### Extracted entries

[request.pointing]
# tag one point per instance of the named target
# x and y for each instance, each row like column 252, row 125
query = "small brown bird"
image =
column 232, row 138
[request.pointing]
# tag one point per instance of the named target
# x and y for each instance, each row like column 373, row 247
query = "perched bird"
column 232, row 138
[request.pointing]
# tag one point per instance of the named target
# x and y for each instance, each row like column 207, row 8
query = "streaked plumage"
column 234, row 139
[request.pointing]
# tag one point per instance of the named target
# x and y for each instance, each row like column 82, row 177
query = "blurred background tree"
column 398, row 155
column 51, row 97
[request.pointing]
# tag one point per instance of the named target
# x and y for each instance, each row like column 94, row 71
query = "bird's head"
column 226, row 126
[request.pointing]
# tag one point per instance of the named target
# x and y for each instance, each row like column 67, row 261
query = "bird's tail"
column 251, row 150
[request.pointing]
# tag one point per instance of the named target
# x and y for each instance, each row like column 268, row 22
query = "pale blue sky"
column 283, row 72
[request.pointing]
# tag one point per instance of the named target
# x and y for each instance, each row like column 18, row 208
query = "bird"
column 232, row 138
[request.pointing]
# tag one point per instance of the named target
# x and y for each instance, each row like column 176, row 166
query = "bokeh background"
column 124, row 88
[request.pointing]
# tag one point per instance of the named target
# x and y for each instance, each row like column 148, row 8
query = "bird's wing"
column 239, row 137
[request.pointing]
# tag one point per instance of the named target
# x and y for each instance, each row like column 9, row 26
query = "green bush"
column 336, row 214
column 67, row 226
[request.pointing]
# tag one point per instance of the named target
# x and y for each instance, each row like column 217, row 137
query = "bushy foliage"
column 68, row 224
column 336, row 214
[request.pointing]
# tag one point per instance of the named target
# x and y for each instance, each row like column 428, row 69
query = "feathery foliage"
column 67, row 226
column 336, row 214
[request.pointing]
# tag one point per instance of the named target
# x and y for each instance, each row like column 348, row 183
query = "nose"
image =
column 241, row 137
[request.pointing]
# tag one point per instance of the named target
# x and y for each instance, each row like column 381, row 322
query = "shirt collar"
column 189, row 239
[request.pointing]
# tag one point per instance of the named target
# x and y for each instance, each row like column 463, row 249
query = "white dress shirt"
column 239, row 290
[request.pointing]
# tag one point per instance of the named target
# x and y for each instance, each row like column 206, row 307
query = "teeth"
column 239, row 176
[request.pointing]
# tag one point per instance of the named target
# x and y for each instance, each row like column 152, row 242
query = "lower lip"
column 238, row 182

### What this task involves
Turn every line of the records above into a JSON list of strings, one string per line, and leave out any blank lines.

### Response to the task
[
  "[request.pointing]",
  "# tag one point per instance of the named target",
  "# x and y for each instance, each row like column 252, row 125",
  "query = \"small brown bird\"",
  "image =",
  "column 232, row 138",
  "[request.pointing]",
  "# tag one point per instance of the named target",
  "# x and y for each instance, each row like column 373, row 247",
  "query = \"perched bird\"",
  "column 232, row 138",
  "[request.pointing]",
  "# tag one point per instance of the named target",
  "# x and y for each instance, each row like column 207, row 8",
  "query = \"streaked plumage\"",
  "column 234, row 139",
  "[request.pointing]",
  "# tag one point per instance of the named target",
  "# x and y for each instance, each row like column 82, row 177",
  "query = \"blurred background tree\"",
  "column 398, row 155",
  "column 51, row 97",
  "[request.pointing]",
  "# tag one point per instance of the named target",
  "# x and y for each instance, each row like column 94, row 71",
  "query = \"bird's head\"",
  "column 226, row 126",
  "[request.pointing]",
  "# tag one point per instance of the named target",
  "# x and y for each instance, each row like column 67, row 261",
  "query = \"bird's tail\"",
  "column 251, row 150",
  "[request.pointing]",
  "# tag one point per instance of the named target",
  "# x and y for each instance, each row like column 268, row 22",
  "query = \"pale blue sky\"",
  "column 283, row 72",
  "[request.pointing]",
  "# tag one point per instance of the named target",
  "# x and y for each instance, each row like column 18, row 208",
  "query = \"bird\"",
  "column 232, row 138",
  "[request.pointing]",
  "# tag one point per instance of the named target",
  "# x and y for each instance, each row like column 176, row 166",
  "query = \"bokeh background\"",
  "column 124, row 88",
  "[request.pointing]",
  "# tag one point per instance of the named target",
  "# x and y for each instance, each row like column 148, row 8",
  "query = \"bird's wing\"",
  "column 239, row 137",
  "[request.pointing]",
  "# tag one point per instance of the named target",
  "# x and y for each instance, each row like column 9, row 26",
  "query = \"green bush\"",
  "column 336, row 214",
  "column 67, row 226",
  "[request.pointing]",
  "# tag one point per instance of the named target",
  "# x and y for each instance, each row like column 217, row 137",
  "query = \"bushy foliage\"",
  "column 68, row 224",
  "column 336, row 214",
  "[request.pointing]",
  "# tag one point per instance of the named target",
  "# x and y for each instance, each row like column 428, row 69",
  "query = \"feathery foliage\"",
  "column 67, row 226",
  "column 336, row 214",
  "[request.pointing]",
  "# tag one point per instance of the named target",
  "# x and y for each instance, each row like column 348, row 183",
  "query = \"nose\"",
  "image =",
  "column 241, row 137",
  "[request.pointing]",
  "# tag one point per instance of the named target",
  "# x and y for each instance, each row like column 381, row 322",
  "query = \"shirt collar\"",
  "column 189, row 239",
  "[request.pointing]",
  "# tag one point per instance of the named target",
  "# x and y for each instance, each row like column 463, row 249",
  "query = \"white dress shirt\"",
  "column 239, row 290",
  "[request.pointing]",
  "# tag one point per instance of the named target",
  "# x and y for each instance, each row like column 206, row 307",
  "query = \"teeth\"",
  "column 239, row 176",
  "[request.pointing]",
  "# tag one point per instance of the named target",
  "# x and y for each instance, each row like column 152, row 242",
  "query = \"lower lip\"",
  "column 238, row 182"
]